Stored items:
===
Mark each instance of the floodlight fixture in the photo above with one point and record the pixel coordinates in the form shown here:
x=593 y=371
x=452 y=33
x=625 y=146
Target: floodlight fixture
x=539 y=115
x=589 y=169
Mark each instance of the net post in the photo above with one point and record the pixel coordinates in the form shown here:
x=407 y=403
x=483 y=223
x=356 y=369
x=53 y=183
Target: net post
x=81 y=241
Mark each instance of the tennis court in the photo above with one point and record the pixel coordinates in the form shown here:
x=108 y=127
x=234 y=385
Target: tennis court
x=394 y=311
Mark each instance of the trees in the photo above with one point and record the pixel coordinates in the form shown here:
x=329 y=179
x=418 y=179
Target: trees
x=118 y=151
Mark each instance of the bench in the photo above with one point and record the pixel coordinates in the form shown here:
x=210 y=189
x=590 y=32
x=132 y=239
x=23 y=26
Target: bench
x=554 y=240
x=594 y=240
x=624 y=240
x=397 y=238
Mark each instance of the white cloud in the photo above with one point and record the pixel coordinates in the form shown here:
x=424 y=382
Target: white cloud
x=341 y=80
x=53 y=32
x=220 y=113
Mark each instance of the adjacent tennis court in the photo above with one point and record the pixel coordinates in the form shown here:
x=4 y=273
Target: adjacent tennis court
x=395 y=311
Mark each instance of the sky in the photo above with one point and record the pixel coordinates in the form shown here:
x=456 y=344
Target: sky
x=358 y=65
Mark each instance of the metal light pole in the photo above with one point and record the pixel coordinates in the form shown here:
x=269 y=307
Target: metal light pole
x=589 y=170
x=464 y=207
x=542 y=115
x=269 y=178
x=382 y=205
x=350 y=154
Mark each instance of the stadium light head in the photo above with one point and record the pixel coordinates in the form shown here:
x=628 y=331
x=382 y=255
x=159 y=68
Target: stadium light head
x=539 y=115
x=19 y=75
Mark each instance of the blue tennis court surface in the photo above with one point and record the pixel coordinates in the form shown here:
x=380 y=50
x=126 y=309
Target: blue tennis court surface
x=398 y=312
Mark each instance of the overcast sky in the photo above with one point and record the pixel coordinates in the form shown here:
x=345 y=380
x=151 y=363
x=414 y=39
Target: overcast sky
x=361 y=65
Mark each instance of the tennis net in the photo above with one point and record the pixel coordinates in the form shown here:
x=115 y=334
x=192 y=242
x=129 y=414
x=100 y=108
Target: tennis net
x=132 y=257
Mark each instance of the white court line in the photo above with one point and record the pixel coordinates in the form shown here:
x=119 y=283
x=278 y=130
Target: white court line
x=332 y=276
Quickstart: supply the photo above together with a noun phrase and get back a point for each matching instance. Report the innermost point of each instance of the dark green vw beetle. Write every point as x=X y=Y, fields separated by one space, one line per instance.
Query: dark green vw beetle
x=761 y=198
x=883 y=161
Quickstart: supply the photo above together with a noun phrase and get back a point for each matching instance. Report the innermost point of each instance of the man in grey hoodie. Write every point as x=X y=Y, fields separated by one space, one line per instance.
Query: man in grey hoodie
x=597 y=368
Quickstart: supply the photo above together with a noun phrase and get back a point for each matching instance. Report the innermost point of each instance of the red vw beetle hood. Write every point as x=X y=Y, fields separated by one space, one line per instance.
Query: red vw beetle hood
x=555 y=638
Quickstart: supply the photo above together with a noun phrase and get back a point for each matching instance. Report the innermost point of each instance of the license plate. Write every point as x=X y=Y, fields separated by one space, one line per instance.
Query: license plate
===
- _WHAT YOU HAVE TO DO_
The entries above must be output exactly, with every line preserved.

- _EXERCISE RESPONSE_
Mark each instance of the floodlight fixture in the photo above with one point and record the pixel coordinates in the form shown here:
x=593 y=371
x=452 y=33
x=625 y=146
Target: floodlight fixture
x=539 y=115
x=589 y=169
Mark each instance of the net post in the photo above with one point and record the pixel coordinates in the form shown here:
x=407 y=403
x=483 y=223
x=356 y=369
x=53 y=183
Target: net post
x=81 y=241
Mark each instance of the tennis court in the photo above with one point and record the pixel coordinates in the form shown here:
x=108 y=127
x=234 y=385
Target: tennis court
x=394 y=311
Mark each instance of the trees in the photo above with one point and record the pixel coordinates in the form shown here:
x=329 y=179
x=418 y=179
Target: trees
x=118 y=151
Mark each instance of the bench in the photo above with one point and record the pixel coordinates in the form shown here:
x=210 y=189
x=590 y=32
x=132 y=239
x=23 y=26
Target: bench
x=554 y=240
x=594 y=240
x=624 y=240
x=397 y=238
Mark each instance of the white cloud in the photo above with one point and record the pixel coordinates in the form shown here:
x=424 y=382
Target: white cloud
x=341 y=80
x=53 y=32
x=220 y=113
Mark each instance of the adjacent tennis court in the photo above with one point and record the pixel coordinates in the form shown here:
x=4 y=273
Target: adjacent tennis court
x=395 y=311
Mark each instance of the sky in the photo above with one point and record the pixel coordinates in the form shown here:
x=456 y=344
Target: sky
x=358 y=65
Mark each instance of the metal light pole in the photo above with one point and record the pixel coordinates in the form shown here:
x=269 y=307
Target: metal light pole
x=589 y=170
x=464 y=207
x=542 y=115
x=269 y=178
x=382 y=205
x=350 y=154
Mark each instance of the stadium light head in the photo above with one point and record the pixel coordinates in the form shown here:
x=628 y=331
x=382 y=255
x=159 y=68
Target: stadium light head
x=539 y=115
x=19 y=75
Mark each instance of the blue tennis court surface in the photo above with one point and record the pixel coordinates in the form shown here:
x=380 y=50
x=126 y=309
Target: blue tennis court surface
x=398 y=312
Mark each instance of the overcast sky in the photo above with one point and record the pixel coordinates in the form shown here:
x=345 y=380
x=151 y=363
x=414 y=39
Target: overcast sky
x=361 y=65
Mark each instance of the tennis net in the photo above with one point and record the pixel coordinates in the form shown here:
x=115 y=334
x=192 y=242
x=129 y=414
x=100 y=108
Target: tennis net
x=132 y=257
Mark each instance of the white court line in the photo above with one point and record the pixel coordinates in the form shown here:
x=119 y=283
x=278 y=130
Target: white court line
x=332 y=276
Quickstart: supply the photo above together with a noun phrase and get back a point for each matching instance. Report the innermost point of each instance of the dark green vw beetle. Write every point as x=X y=Y, fields separated by one space, one line per instance.
Query: dark green vw beetle
x=761 y=198
x=883 y=161
Quickstart: supply the photo above together with a noun phrase and get back a point for each matching instance. Report the innermost point of each instance of the man in grey hoodie. Write every point as x=X y=Y, fields separated by one space, one line per instance.
Query: man in grey hoodie
x=597 y=368
Quickstart: supply the photo above together with a noun phrase and get back a point for each matching instance. Report the innermost point of each instance of the red vw beetle hood. Write every point as x=X y=Y, fields separated by one space, one line per instance.
Query: red vw beetle hood
x=555 y=638
Quickstart: supply the photo above together with a noun phrase and get back a point for each matching instance. Report the innermost point of each instance of the license plate. Write every point as x=X y=Y, fields separated by one space, one line per instance.
Query: license plate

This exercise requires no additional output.